### Challenges
(A) In the tribute to Max, switch "canal" to "river" and write out the passage starting with "Today, before I" and going on through "in my arms.".
(B) List every dog that the tribute to Max names, with any alternate name the text gives for each.

One time, when some foolish people were out on the Heath, and first Ellie-May, and then her Mother (Erinmoor Pax, a/ka Tara, RIP), ran back from a concealed dog when I was showing a Lady Keeper how Munsters worked, Max went forward and I found him with a neck grip on an errant, uncollared, untrained Rottweiler. Obviously, Max released the other dog on my command – Max feared nothing, except losing me.
Some 3 years ago, I was delighted to be asked if a lady with a pretty Munster bitch could use Max as stud dog. The litter was something special and I had the pick of the litter – Ironlake Mystic by Erinmoor, a/k/a Tally. Ellie-May took on the role as foster mother, until Tally’s first season, when she became jealous of the attentions Max was paying to his daughter. Nevertheless, I found a way around that (I was raised since babyhood with dogs), and we eventually had a happy family. When Tally went AWOL on her first shoot, it was Max who (6 hours later) found his daughter.
Earlier this year, I moved from the home I loved (and where Max was born, by the front door) for personal reasons. After a spell in kennels with his sister and daughter, whilst I organised a new home, Max and the girls moved in; but sometimes Max looked at me and his eyes would say, "OK, Dad, when are we really going home?" But eventually, the new mess became home to Max and Ellie-May and Tally, and me.
Today, before I went out shopping, I took all three dogs for a brief constitutional by the nearby canal. All seemed well, until I saw that Max had slipped and fallen on the wet towpath. He valiantly tried to get up, and collapsed again. I rushed to him, and raised him – but that heart problem had beaten me. Max died in my arms.
Everything else is irrelevant. All I would add is, if people were half as good as dogs, this would be a far better world, and, Max, you will always be loved – but now it is time for Maura to cuddle you, and for you to take care up there. See you in a while, my Best Friend, but only God knows when.

Pointing dataset excerpts
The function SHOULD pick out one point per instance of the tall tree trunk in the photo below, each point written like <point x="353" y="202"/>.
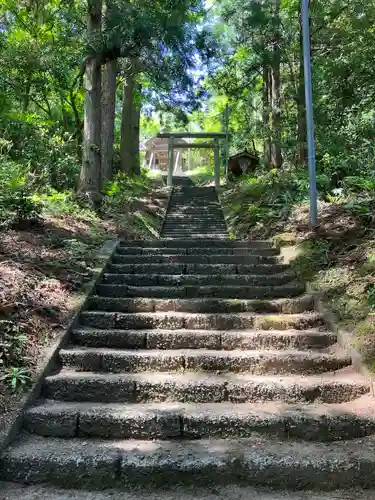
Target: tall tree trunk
<point x="136" y="118"/>
<point x="135" y="130"/>
<point x="266" y="115"/>
<point x="126" y="122"/>
<point x="275" y="74"/>
<point x="301" y="104"/>
<point x="90" y="173"/>
<point x="108" y="119"/>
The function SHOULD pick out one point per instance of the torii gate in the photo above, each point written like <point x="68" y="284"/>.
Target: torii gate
<point x="172" y="145"/>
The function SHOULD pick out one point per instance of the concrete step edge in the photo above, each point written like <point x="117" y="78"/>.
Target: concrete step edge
<point x="257" y="461"/>
<point x="321" y="422"/>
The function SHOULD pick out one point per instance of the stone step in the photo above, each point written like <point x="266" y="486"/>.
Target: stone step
<point x="259" y="460"/>
<point x="190" y="244"/>
<point x="195" y="237"/>
<point x="13" y="491"/>
<point x="191" y="217"/>
<point x="176" y="320"/>
<point x="194" y="259"/>
<point x="195" y="228"/>
<point x="178" y="230"/>
<point x="192" y="236"/>
<point x="334" y="387"/>
<point x="198" y="269"/>
<point x="194" y="251"/>
<point x="200" y="280"/>
<point x="203" y="360"/>
<point x="291" y="289"/>
<point x="283" y="305"/>
<point x="203" y="339"/>
<point x="320" y="422"/>
<point x="190" y="232"/>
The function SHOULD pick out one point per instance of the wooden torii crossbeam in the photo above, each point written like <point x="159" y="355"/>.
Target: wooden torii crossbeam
<point x="172" y="145"/>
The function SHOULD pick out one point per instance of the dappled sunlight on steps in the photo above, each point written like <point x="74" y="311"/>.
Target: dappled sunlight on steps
<point x="199" y="361"/>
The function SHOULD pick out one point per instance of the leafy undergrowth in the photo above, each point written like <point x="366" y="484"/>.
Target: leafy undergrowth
<point x="338" y="259"/>
<point x="202" y="176"/>
<point x="47" y="258"/>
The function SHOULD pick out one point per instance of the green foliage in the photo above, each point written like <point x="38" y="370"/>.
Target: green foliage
<point x="17" y="378"/>
<point x="13" y="346"/>
<point x="16" y="202"/>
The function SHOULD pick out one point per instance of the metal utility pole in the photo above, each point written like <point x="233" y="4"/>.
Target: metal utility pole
<point x="226" y="143"/>
<point x="309" y="112"/>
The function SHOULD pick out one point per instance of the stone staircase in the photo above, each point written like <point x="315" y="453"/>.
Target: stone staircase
<point x="199" y="361"/>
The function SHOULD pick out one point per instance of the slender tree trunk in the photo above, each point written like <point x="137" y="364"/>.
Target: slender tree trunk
<point x="126" y="122"/>
<point x="135" y="130"/>
<point x="108" y="119"/>
<point x="301" y="104"/>
<point x="275" y="74"/>
<point x="90" y="173"/>
<point x="266" y="113"/>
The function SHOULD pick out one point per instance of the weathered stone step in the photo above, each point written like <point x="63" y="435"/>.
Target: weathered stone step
<point x="178" y="230"/>
<point x="199" y="269"/>
<point x="202" y="235"/>
<point x="14" y="491"/>
<point x="194" y="259"/>
<point x="177" y="320"/>
<point x="203" y="339"/>
<point x="291" y="289"/>
<point x="255" y="362"/>
<point x="195" y="228"/>
<point x="201" y="280"/>
<point x="259" y="460"/>
<point x="320" y="422"/>
<point x="189" y="217"/>
<point x="335" y="387"/>
<point x="190" y="244"/>
<point x="284" y="305"/>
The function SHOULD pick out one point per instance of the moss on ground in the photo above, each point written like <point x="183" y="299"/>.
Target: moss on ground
<point x="337" y="260"/>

### Task responses
(A)
Today, before I went out shopping, I took all three dogs for a brief constitutional by the nearby river. All seemed well, until I saw that Max had slipped and fallen on the wet towpath. He valiantly tried to get up, and collapsed again. I rushed to him, and raised him – but that heart problem had beaten me. Max died in my arms.

(B)
- Max
- Ellie-May
- Erinmoor Pax, also called Tara
- Ironlake Mystic by Erinmoor, also called Tally